═══ Records to process ═══

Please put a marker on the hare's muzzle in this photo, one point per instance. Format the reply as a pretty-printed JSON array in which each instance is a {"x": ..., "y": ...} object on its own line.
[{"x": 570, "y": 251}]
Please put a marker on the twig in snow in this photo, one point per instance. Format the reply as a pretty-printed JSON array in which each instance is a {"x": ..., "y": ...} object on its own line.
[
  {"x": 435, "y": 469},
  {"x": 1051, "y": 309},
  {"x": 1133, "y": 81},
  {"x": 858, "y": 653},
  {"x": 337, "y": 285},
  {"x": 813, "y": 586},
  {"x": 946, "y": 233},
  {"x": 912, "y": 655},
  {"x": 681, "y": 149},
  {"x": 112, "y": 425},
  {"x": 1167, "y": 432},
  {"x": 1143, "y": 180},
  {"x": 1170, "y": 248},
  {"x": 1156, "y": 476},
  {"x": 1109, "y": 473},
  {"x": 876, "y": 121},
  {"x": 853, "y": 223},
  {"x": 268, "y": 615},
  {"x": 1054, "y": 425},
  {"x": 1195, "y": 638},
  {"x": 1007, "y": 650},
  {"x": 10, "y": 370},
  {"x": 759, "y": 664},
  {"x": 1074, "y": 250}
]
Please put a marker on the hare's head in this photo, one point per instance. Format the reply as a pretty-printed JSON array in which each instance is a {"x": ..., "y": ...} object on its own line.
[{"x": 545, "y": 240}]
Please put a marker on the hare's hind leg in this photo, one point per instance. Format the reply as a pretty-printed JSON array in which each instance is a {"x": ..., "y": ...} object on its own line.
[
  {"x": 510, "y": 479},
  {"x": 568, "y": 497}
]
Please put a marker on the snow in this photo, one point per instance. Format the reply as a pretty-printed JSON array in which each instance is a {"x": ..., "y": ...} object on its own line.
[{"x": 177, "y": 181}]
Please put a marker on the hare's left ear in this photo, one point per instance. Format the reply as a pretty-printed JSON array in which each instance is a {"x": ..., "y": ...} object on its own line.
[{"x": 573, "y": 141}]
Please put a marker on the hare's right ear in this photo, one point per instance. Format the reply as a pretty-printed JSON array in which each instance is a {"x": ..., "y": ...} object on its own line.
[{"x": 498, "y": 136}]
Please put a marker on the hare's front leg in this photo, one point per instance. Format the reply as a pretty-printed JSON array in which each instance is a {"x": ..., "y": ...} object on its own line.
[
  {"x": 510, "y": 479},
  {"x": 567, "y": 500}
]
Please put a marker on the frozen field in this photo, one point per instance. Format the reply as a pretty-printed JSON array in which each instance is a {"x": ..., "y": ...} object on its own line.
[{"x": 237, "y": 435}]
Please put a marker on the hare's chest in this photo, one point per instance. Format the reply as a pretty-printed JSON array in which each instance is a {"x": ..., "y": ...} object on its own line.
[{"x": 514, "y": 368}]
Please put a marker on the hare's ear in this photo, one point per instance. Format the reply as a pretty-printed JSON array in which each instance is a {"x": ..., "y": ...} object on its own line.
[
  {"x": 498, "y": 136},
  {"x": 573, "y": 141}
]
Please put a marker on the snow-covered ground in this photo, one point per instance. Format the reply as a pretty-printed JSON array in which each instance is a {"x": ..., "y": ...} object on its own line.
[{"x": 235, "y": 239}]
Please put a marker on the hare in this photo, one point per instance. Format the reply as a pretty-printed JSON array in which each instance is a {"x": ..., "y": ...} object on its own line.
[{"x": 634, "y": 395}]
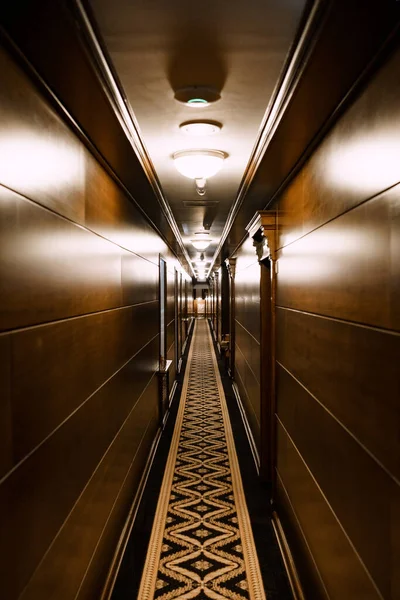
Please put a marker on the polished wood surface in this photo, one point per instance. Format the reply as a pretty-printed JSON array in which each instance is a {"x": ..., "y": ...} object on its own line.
[
  {"x": 6, "y": 453},
  {"x": 355, "y": 374},
  {"x": 308, "y": 518},
  {"x": 363, "y": 497},
  {"x": 116, "y": 477},
  {"x": 54, "y": 475},
  {"x": 56, "y": 42},
  {"x": 351, "y": 36},
  {"x": 347, "y": 269},
  {"x": 85, "y": 352},
  {"x": 247, "y": 334},
  {"x": 338, "y": 348}
]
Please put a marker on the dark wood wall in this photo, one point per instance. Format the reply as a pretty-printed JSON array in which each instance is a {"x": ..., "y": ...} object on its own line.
[
  {"x": 79, "y": 349},
  {"x": 247, "y": 334},
  {"x": 338, "y": 324}
]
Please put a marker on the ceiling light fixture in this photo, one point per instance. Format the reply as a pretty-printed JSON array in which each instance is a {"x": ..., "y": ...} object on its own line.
[
  {"x": 201, "y": 240},
  {"x": 200, "y": 128},
  {"x": 197, "y": 96},
  {"x": 199, "y": 164}
]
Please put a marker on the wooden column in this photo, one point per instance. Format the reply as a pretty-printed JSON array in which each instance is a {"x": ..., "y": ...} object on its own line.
[
  {"x": 231, "y": 267},
  {"x": 262, "y": 229}
]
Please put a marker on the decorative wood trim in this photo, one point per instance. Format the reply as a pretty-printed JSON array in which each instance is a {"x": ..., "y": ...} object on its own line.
[
  {"x": 231, "y": 267},
  {"x": 247, "y": 428},
  {"x": 275, "y": 110},
  {"x": 129, "y": 523},
  {"x": 128, "y": 122},
  {"x": 262, "y": 229}
]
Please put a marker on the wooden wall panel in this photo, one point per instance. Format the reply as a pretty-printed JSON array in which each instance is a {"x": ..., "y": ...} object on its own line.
[
  {"x": 247, "y": 334},
  {"x": 79, "y": 305},
  {"x": 338, "y": 344},
  {"x": 348, "y": 167},
  {"x": 362, "y": 495},
  {"x": 335, "y": 559},
  {"x": 53, "y": 477},
  {"x": 67, "y": 271},
  {"x": 40, "y": 157},
  {"x": 85, "y": 352},
  {"x": 5, "y": 405},
  {"x": 356, "y": 376},
  {"x": 100, "y": 509},
  {"x": 249, "y": 389},
  {"x": 347, "y": 268}
]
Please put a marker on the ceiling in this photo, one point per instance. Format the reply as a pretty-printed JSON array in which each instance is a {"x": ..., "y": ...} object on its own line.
[{"x": 240, "y": 48}]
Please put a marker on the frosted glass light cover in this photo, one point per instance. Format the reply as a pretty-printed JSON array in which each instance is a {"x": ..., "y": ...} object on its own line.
[{"x": 199, "y": 164}]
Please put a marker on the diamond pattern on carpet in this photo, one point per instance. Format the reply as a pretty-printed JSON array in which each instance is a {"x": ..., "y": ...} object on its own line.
[{"x": 201, "y": 545}]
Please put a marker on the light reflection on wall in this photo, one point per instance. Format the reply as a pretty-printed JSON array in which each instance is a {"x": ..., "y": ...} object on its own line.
[
  {"x": 74, "y": 255},
  {"x": 370, "y": 164},
  {"x": 318, "y": 257},
  {"x": 29, "y": 161}
]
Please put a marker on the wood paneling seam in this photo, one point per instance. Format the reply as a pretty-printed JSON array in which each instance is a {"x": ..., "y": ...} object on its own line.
[
  {"x": 302, "y": 533},
  {"x": 80, "y": 225},
  {"x": 116, "y": 499},
  {"x": 19, "y": 463},
  {"x": 338, "y": 216},
  {"x": 73, "y": 124},
  {"x": 254, "y": 375},
  {"x": 330, "y": 507},
  {"x": 245, "y": 391},
  {"x": 17, "y": 330},
  {"x": 350, "y": 433},
  {"x": 344, "y": 321},
  {"x": 247, "y": 331},
  {"x": 84, "y": 489}
]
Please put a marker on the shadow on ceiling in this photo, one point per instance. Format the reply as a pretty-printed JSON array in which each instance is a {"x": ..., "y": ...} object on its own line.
[{"x": 196, "y": 59}]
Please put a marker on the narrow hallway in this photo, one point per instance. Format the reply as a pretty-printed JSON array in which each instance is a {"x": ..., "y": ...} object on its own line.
[{"x": 201, "y": 543}]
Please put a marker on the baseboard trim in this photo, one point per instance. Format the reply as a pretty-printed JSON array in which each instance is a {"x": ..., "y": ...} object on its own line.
[
  {"x": 126, "y": 532},
  {"x": 287, "y": 558},
  {"x": 249, "y": 433}
]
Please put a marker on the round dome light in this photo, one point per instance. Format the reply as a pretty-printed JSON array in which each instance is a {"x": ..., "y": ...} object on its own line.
[
  {"x": 197, "y": 96},
  {"x": 200, "y": 128},
  {"x": 199, "y": 164},
  {"x": 202, "y": 240}
]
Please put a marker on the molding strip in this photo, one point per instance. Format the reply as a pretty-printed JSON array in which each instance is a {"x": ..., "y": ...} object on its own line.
[
  {"x": 287, "y": 558},
  {"x": 130, "y": 125},
  {"x": 273, "y": 115},
  {"x": 249, "y": 433}
]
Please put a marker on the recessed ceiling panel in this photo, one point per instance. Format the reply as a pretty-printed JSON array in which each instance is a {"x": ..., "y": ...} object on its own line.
[{"x": 237, "y": 48}]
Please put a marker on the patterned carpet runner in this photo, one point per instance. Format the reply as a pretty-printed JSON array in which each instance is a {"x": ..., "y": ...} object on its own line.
[{"x": 201, "y": 544}]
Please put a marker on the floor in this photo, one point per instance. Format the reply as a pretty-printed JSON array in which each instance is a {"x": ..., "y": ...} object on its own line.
[{"x": 203, "y": 543}]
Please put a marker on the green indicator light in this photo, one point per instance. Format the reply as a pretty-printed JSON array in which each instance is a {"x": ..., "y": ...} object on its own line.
[{"x": 197, "y": 101}]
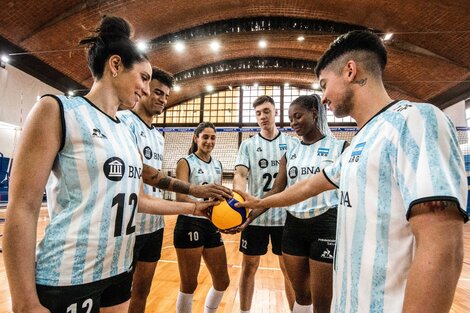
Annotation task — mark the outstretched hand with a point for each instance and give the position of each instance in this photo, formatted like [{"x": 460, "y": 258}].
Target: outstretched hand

═══

- To do
Scan the records above and report every line with the string "outstretched".

- Output of the task
Annotation task — mark the outstretched hand with a point for each instance and give the position of each instance in this photo, formatted like [{"x": 460, "y": 258}].
Target: outstretched hand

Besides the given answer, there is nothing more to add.